▶ **The problem**
Nothing but a number should be given: how many lines in the listing contain the word "spectator".

== Segment start ==

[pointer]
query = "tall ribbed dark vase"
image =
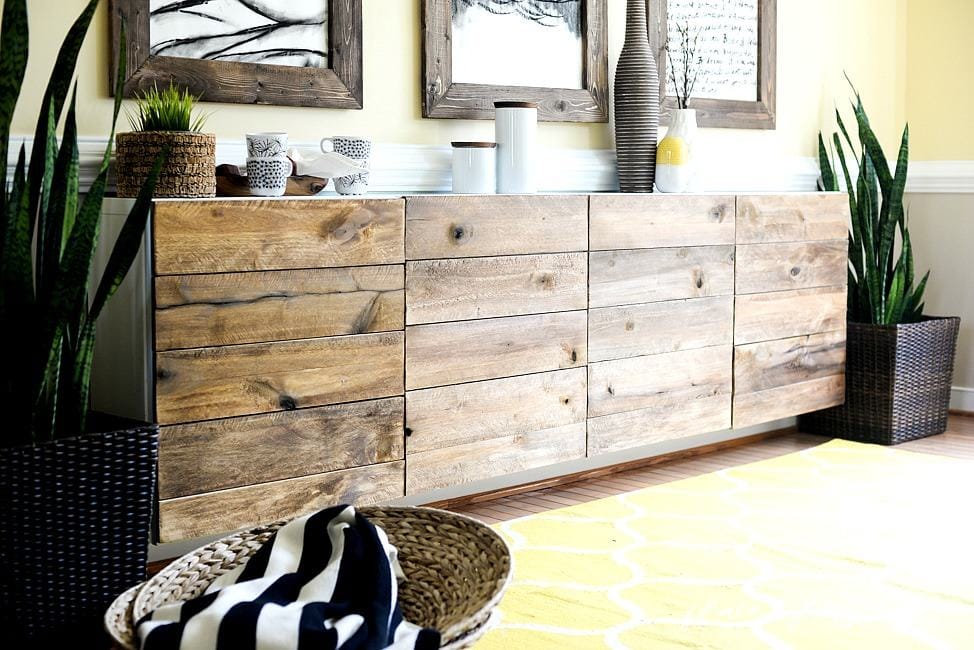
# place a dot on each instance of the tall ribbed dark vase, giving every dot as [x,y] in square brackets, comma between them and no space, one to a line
[637,96]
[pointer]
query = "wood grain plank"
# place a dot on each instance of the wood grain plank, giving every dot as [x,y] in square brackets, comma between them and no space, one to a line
[785,314]
[660,221]
[654,328]
[437,418]
[770,364]
[221,454]
[659,381]
[789,400]
[451,353]
[253,505]
[211,383]
[264,235]
[654,275]
[194,311]
[790,265]
[792,217]
[480,226]
[490,287]
[491,457]
[631,429]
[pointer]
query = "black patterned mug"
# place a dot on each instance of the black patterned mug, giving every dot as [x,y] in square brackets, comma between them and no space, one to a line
[359,150]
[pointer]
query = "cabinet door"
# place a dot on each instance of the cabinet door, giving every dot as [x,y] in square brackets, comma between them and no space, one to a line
[255,235]
[790,308]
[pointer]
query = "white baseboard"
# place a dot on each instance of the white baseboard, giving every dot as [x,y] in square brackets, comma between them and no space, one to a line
[962,399]
[406,168]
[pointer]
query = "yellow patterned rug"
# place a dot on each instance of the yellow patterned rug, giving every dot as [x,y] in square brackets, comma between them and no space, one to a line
[840,546]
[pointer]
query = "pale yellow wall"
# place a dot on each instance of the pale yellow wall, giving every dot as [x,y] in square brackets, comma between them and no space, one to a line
[940,80]
[816,42]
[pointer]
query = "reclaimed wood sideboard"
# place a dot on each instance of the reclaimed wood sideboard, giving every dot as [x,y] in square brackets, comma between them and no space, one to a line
[307,352]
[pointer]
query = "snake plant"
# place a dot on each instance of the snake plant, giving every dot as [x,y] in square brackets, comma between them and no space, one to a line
[881,272]
[47,243]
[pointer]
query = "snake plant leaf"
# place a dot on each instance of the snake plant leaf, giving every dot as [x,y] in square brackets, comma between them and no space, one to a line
[845,132]
[906,255]
[119,83]
[14,42]
[129,240]
[829,181]
[895,301]
[71,283]
[40,211]
[56,94]
[16,264]
[63,202]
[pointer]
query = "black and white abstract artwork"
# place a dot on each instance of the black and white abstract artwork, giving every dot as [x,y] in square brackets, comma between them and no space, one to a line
[727,46]
[275,32]
[518,43]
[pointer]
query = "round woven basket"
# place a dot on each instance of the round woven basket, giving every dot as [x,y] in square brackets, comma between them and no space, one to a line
[456,568]
[189,172]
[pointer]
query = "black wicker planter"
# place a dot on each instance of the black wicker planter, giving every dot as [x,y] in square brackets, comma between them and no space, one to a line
[74,532]
[898,380]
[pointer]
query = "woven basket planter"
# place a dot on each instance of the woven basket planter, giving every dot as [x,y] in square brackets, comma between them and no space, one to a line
[74,532]
[456,568]
[190,171]
[898,380]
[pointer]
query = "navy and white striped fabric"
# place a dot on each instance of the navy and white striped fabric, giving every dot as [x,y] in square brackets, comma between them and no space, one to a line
[327,580]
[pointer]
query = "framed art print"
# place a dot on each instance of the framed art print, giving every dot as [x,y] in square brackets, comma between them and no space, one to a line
[283,52]
[552,52]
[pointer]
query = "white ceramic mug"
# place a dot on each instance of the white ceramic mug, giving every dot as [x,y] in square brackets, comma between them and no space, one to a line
[474,168]
[353,147]
[266,145]
[353,183]
[268,176]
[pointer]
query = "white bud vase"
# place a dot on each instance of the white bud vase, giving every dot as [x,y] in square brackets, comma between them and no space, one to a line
[674,156]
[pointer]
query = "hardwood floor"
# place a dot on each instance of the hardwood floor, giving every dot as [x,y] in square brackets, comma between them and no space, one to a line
[957,442]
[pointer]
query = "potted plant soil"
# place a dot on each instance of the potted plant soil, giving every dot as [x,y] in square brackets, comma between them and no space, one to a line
[164,118]
[76,494]
[899,362]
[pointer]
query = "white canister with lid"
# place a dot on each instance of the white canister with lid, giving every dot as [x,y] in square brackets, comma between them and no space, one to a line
[474,168]
[516,127]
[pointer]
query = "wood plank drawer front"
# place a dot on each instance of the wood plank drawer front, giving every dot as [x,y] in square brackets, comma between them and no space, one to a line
[648,426]
[660,381]
[771,364]
[792,217]
[437,418]
[659,221]
[452,353]
[655,328]
[451,290]
[194,311]
[801,265]
[654,275]
[785,314]
[493,457]
[227,510]
[480,226]
[220,454]
[211,383]
[224,236]
[787,401]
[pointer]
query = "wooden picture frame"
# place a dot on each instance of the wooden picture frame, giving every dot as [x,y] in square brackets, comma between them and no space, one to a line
[443,98]
[725,113]
[337,86]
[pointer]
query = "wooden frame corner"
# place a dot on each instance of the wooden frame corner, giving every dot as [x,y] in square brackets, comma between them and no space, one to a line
[338,86]
[443,98]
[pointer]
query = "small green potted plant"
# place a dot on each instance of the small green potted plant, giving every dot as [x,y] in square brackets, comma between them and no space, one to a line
[76,495]
[164,118]
[899,362]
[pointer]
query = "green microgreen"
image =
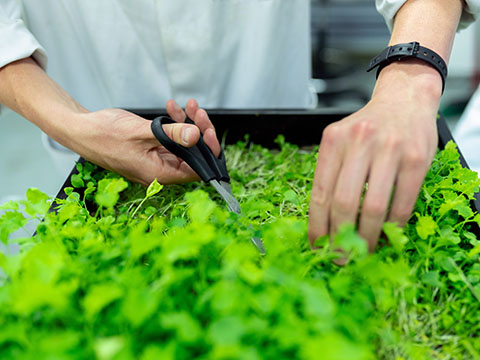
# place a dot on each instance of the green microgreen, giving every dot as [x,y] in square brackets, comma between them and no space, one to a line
[118,271]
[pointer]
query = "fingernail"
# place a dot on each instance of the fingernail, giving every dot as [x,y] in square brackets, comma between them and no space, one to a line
[186,135]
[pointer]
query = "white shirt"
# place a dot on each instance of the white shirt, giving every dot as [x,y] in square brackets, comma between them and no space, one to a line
[139,54]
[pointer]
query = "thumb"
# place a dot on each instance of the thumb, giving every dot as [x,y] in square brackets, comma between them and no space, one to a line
[183,134]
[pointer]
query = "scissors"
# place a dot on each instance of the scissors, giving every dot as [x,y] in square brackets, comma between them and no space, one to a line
[211,169]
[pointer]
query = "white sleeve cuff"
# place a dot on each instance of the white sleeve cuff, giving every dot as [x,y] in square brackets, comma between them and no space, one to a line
[16,43]
[388,9]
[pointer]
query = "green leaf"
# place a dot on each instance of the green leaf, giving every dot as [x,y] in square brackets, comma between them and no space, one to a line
[426,226]
[37,202]
[154,188]
[291,196]
[99,296]
[77,181]
[431,278]
[395,235]
[108,191]
[107,348]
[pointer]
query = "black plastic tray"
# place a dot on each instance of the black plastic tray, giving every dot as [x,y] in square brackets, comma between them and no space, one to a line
[301,127]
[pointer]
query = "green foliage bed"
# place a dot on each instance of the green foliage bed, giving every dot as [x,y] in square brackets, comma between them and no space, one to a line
[121,272]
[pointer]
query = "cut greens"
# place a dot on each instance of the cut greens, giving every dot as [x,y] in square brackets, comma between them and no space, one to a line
[123,272]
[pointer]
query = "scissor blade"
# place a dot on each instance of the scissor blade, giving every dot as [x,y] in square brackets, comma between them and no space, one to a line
[223,188]
[226,194]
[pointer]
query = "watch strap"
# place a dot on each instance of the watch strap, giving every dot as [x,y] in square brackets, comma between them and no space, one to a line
[409,50]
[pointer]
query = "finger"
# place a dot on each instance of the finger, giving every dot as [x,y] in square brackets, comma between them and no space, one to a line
[411,175]
[191,108]
[210,138]
[183,134]
[326,173]
[375,203]
[349,188]
[175,111]
[208,131]
[202,120]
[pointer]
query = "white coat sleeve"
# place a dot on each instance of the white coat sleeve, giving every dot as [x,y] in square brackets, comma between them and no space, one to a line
[16,41]
[388,9]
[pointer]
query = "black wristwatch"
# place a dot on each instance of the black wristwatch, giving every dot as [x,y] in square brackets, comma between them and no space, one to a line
[409,50]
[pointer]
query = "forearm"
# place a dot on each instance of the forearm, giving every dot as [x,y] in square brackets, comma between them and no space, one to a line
[433,24]
[28,90]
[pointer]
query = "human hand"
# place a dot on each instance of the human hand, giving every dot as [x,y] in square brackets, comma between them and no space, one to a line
[388,144]
[123,142]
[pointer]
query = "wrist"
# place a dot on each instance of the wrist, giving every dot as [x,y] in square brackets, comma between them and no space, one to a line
[412,78]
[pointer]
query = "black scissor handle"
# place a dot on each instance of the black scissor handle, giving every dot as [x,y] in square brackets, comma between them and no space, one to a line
[199,157]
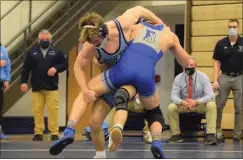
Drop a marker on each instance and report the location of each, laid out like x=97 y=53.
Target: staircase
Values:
x=63 y=24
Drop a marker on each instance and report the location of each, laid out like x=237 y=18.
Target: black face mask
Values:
x=190 y=71
x=45 y=44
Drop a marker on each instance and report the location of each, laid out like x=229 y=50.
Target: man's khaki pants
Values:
x=39 y=100
x=209 y=109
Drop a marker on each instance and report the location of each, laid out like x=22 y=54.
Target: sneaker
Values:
x=38 y=137
x=220 y=136
x=157 y=150
x=66 y=139
x=3 y=136
x=147 y=137
x=210 y=139
x=54 y=137
x=115 y=139
x=175 y=139
x=236 y=140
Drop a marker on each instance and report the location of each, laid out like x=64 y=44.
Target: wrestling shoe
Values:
x=157 y=150
x=66 y=139
x=115 y=139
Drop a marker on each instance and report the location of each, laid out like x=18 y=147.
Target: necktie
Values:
x=189 y=87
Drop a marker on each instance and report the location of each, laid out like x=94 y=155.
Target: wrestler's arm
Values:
x=132 y=15
x=82 y=64
x=180 y=54
x=101 y=66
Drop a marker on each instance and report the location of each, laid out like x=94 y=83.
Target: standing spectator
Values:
x=228 y=57
x=192 y=92
x=5 y=69
x=44 y=62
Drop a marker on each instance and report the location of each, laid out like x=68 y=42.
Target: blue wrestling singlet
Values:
x=112 y=59
x=137 y=65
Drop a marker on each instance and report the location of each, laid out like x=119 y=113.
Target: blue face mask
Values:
x=232 y=32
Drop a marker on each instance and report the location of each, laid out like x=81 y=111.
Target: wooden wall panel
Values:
x=207 y=2
x=217 y=12
x=204 y=44
x=211 y=28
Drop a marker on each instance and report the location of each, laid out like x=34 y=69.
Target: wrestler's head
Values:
x=93 y=30
x=191 y=66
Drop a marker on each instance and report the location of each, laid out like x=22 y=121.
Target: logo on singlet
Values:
x=113 y=60
x=150 y=36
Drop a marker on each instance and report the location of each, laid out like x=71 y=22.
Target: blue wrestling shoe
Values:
x=66 y=139
x=157 y=150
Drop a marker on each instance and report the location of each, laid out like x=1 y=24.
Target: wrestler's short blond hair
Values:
x=92 y=19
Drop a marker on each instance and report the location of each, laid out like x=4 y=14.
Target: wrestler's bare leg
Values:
x=99 y=111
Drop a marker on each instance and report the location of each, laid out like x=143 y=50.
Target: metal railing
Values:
x=29 y=25
x=9 y=11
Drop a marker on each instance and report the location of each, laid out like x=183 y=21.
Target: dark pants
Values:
x=1 y=101
x=228 y=83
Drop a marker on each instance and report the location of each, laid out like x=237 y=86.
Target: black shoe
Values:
x=175 y=139
x=54 y=137
x=38 y=137
x=210 y=139
x=220 y=137
x=236 y=140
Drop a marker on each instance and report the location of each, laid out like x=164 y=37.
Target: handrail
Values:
x=16 y=70
x=24 y=29
x=11 y=9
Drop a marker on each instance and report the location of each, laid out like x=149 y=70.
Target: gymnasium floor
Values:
x=130 y=148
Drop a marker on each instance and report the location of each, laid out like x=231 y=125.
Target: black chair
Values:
x=192 y=122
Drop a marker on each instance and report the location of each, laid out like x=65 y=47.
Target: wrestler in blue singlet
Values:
x=111 y=60
x=137 y=65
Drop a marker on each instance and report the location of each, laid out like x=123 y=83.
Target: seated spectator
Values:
x=192 y=92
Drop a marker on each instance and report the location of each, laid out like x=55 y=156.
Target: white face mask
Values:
x=232 y=32
x=102 y=45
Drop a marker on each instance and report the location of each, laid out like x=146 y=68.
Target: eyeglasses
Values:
x=232 y=26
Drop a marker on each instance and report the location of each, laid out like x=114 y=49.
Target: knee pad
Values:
x=154 y=115
x=121 y=99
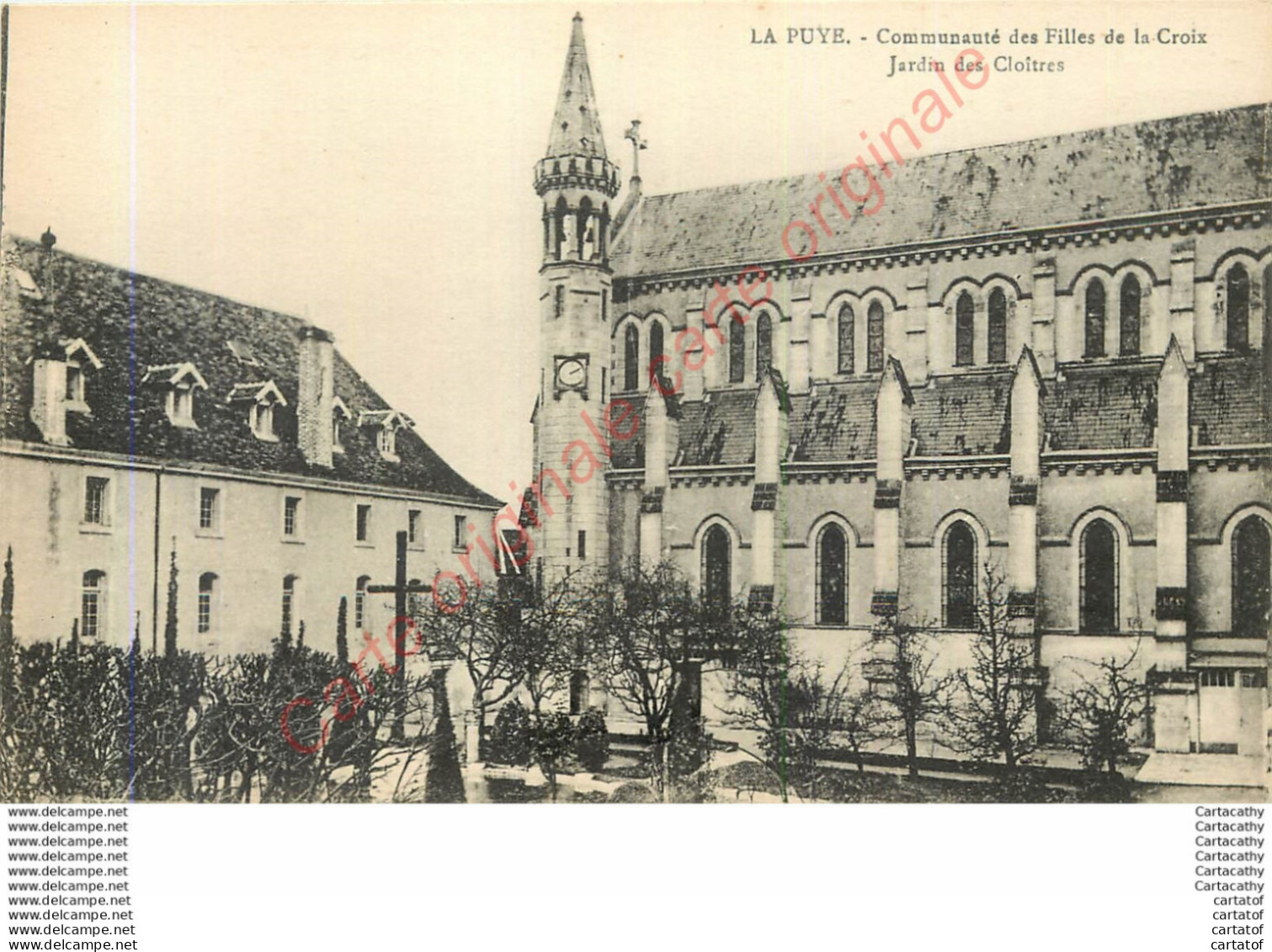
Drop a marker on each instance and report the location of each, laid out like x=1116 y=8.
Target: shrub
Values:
x=554 y=739
x=510 y=737
x=592 y=742
x=444 y=783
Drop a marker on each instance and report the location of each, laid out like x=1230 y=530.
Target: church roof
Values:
x=141 y=326
x=1170 y=164
x=577 y=124
x=1105 y=407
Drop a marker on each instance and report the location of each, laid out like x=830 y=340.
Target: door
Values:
x=1230 y=715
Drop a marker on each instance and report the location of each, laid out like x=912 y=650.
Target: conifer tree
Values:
x=7 y=645
x=444 y=783
x=343 y=635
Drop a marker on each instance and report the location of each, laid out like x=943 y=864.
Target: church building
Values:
x=1047 y=356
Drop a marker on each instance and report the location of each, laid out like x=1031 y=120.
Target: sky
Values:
x=369 y=167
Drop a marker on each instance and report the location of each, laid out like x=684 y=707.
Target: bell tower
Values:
x=577 y=184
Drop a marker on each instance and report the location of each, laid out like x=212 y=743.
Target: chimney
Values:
x=49 y=396
x=316 y=394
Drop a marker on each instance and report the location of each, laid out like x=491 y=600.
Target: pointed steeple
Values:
x=577 y=124
x=577 y=146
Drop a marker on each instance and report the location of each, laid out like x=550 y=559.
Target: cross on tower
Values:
x=400 y=588
x=637 y=145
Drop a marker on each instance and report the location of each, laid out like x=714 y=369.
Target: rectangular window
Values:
x=74 y=384
x=96 y=510
x=91 y=613
x=209 y=508
x=92 y=603
x=206 y=588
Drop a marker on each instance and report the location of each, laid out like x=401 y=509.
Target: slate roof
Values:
x=1147 y=167
x=174 y=324
x=957 y=416
x=1087 y=407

== Segment end ==

▶ **Response area**
2